*Text to read*.
Improving Cuda-kernels performance

I’ve just written my first kernel.
I took a function I otherwise use which is somewhat cpu heavy, and made it into a kernel.
I benchmarked the functions with 1000 runs, and the old CPU version takes about 2 seconds, the Cuda enabled version takes 30 seconds to complete.
I was like O_o?
The function is somewhat “control-code-intensive”, so maybe it’s just better suited to be run on a CPU, but I really didn’t expect it to execute that much slower.

How/where do I begin looking for the bottle-neck?
What are the common n00b-mistakes that I could have done?

It’s not really relevant to me if this function is well suited for a cuda device, I’m just trying to learn the tricks :)


Examine your memory access pattern carefully. Uncoalesced memory reads/writes can slow performance by a factor of 10 or more easily.

  1. Comparing just a couple threads launched on a GPU vs the CPU. Due to the interleaved execution, a GPU doesn’t really hit full operating efficieny unless you are running ~10,000 independent threads.

  2. Counting host<->device transfer time in your program. Yes, to make a “fair” comparison in the end you may need to include this, but it is really, REALLY slow. So if you are trying to test the performance of a kernel you need to leave it out of the timing. Additionally, the fastest CUDA application push every step onto the GPU so host<->device copies are no longer needed except at initialization.

*Written exercise a*. Reproduce the listing below, starting at its first line and ending at the line that contains "[(53, 112)]", requests included. Increase every answer point coordinate by 89, and leave the sample coordinates inside the requests unchanged.

*Exercise material*.
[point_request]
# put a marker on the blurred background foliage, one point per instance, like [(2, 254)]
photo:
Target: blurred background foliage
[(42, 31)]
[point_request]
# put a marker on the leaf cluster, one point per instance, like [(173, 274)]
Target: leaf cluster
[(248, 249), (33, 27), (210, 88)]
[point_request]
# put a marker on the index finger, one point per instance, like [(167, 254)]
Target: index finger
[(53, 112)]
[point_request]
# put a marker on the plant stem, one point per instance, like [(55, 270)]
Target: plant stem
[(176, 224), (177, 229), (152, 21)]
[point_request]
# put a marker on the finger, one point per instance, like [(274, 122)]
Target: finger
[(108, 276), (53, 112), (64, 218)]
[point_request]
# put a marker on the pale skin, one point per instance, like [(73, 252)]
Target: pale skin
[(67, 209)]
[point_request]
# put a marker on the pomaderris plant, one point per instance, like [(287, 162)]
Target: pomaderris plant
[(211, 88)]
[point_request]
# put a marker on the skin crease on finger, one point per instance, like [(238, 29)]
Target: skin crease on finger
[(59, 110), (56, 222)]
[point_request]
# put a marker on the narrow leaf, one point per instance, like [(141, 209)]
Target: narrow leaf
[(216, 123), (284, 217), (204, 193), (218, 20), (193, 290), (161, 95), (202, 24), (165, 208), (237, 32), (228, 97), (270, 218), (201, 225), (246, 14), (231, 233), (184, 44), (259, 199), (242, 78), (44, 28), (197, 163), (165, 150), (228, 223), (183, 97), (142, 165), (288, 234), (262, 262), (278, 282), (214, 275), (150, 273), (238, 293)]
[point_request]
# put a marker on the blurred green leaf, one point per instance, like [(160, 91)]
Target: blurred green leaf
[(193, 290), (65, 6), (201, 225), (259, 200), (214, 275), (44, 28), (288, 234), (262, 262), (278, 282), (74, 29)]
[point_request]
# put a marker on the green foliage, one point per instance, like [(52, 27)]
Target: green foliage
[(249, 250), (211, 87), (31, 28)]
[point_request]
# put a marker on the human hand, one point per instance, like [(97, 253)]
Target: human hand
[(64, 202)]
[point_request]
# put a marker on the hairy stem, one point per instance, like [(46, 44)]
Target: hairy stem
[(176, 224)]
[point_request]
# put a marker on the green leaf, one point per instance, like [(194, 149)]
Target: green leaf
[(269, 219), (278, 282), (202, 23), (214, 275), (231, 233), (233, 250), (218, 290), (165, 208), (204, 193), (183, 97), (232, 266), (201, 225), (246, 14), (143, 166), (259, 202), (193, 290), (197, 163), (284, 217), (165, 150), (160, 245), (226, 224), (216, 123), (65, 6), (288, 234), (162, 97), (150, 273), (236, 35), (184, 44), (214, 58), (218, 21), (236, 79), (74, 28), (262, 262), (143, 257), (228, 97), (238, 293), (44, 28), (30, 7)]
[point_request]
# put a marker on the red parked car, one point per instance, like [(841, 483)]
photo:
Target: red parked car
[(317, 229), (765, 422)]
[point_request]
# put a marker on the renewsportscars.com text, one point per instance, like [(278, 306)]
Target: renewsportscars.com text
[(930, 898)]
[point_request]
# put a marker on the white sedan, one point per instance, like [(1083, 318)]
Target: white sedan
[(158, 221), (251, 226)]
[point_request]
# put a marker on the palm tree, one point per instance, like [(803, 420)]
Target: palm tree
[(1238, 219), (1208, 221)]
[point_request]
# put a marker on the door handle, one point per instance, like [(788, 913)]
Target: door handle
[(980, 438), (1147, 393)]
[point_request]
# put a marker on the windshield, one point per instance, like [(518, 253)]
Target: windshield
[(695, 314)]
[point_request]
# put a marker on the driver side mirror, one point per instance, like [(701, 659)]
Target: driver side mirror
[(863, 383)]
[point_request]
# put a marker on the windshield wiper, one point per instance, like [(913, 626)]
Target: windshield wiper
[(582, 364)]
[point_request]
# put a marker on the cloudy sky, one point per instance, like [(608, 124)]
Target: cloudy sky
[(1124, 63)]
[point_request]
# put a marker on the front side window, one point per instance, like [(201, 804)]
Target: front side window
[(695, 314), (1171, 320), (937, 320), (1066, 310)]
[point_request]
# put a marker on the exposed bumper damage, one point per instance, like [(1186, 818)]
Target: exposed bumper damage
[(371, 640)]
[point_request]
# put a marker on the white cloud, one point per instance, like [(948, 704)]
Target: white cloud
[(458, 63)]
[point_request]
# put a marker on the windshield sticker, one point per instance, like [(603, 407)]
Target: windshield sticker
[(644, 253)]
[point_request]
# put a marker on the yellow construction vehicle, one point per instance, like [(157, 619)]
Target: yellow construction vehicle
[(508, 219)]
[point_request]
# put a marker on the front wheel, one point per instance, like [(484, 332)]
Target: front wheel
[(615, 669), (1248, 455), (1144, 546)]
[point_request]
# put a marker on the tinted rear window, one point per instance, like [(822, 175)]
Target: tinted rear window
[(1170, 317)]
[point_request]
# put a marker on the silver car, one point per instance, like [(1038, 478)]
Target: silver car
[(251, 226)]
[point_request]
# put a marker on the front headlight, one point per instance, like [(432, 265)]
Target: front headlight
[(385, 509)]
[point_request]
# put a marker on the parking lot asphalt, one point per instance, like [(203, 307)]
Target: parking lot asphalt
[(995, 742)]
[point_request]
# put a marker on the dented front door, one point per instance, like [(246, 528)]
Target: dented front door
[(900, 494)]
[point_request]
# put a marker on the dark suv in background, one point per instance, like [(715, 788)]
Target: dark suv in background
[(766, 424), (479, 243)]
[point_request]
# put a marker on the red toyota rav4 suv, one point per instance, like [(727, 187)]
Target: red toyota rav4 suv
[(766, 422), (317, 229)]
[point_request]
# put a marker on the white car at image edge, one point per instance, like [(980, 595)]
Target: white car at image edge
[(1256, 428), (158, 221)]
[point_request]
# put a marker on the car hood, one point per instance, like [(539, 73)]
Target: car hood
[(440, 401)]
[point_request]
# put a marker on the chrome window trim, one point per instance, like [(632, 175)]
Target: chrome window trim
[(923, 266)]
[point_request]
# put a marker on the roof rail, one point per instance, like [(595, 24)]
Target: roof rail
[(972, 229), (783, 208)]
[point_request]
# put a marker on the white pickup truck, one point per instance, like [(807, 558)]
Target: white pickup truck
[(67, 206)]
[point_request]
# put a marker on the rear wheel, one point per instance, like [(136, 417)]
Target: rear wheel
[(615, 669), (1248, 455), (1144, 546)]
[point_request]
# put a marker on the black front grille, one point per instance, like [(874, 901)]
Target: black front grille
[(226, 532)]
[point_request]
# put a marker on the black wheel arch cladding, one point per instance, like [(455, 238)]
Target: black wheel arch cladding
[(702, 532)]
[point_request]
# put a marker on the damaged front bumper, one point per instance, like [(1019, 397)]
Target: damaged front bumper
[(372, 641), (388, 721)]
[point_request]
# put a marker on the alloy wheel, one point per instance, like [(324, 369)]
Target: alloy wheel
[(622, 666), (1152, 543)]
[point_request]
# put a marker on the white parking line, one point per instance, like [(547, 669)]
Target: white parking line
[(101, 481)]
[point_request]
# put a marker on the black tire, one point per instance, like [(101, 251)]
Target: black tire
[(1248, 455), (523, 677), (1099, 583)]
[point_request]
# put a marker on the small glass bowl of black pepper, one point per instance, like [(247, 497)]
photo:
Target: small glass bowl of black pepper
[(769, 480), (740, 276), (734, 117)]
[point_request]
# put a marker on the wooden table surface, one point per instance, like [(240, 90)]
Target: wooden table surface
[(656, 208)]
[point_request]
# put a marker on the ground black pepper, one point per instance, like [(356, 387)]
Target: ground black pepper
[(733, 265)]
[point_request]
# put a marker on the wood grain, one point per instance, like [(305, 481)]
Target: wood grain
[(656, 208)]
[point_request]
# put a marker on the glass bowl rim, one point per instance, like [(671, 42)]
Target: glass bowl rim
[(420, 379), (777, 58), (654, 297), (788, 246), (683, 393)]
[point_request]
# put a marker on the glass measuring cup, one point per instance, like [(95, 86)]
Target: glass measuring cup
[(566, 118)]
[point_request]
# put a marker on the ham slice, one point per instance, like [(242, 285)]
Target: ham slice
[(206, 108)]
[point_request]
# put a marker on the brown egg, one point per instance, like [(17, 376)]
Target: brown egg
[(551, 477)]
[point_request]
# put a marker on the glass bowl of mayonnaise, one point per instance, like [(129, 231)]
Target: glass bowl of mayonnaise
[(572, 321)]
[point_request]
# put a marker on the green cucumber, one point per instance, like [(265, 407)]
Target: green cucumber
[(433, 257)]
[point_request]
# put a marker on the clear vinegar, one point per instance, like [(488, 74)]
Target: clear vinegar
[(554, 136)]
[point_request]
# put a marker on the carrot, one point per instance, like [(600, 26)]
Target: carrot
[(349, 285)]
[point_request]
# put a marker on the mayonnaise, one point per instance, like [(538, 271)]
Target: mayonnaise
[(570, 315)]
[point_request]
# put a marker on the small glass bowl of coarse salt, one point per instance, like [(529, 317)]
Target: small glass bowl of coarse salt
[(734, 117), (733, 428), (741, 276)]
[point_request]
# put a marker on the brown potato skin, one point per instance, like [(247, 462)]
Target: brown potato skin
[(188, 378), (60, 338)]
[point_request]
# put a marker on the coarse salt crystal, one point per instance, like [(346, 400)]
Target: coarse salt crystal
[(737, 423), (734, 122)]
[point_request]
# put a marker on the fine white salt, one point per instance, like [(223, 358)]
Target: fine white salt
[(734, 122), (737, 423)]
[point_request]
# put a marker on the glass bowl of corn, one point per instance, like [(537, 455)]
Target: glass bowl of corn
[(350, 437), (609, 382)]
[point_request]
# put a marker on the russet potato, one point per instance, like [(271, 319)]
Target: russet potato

*Written exercise b*. Output the thread on improving CUDA kernel performance in full, word for word.

*Final answer a*.
[point_request]
# put a marker on the blurred background foliage, one point per instance, like [(2, 254)]
photo:
Target: blurred background foliage
[(131, 120)]
[point_request]
# put a marker on the leaf cluster, one point per instance, like [(173, 274)]
Target: leaf cluster
[(337, 338), (122, 116), (299, 177)]
[point_request]
# put a marker on the index finger, one point per instance, like [(167, 254)]
Target: index finger
[(142, 201)]

*Final answer b*.
Improving Cuda-kernels performance

I’ve just written my first kernel.
I took a function I otherwise use which is somewhat cpu heavy, and made it into a kernel.
I benchmarked the functions with 1000 runs, and the old CPU version takes about 2 seconds, the Cuda enabled version takes 30 seconds to complete.
I was like O_o?
The function is somewhat “control-code-intensive”, so maybe it’s just better suited to be run on a CPU, but I really didn’t expect it to execute that much slower.

How/where do I begin looking for the bottle-neck?
What are the common n00b-mistakes that I could have done?

It’s not really relevant to me if this function is well suited for a cuda device, I’m just trying to learn the tricks :)


Examine your memory access pattern carefully. Uncoalesced memory reads/writes can slow performance by a factor of 10 or more easily.

  1. Comparing just a couple threads launched on a GPU vs the CPU. Due to the interleaved execution, a GPU doesn’t really hit full operating efficieny unless you are running ~10,000 independent threads.

  2. Counting host<->device transfer time in your program. Yes, to make a “fair” comparison in the end you may need to include this, but it is really, REALLY slow. So if you are trying to test the performance of a kernel you need to leave it out of the timing. Additionally, the fastest CUDA application push every step onto the GPU so host<->device copies are no longer needed except at initialization.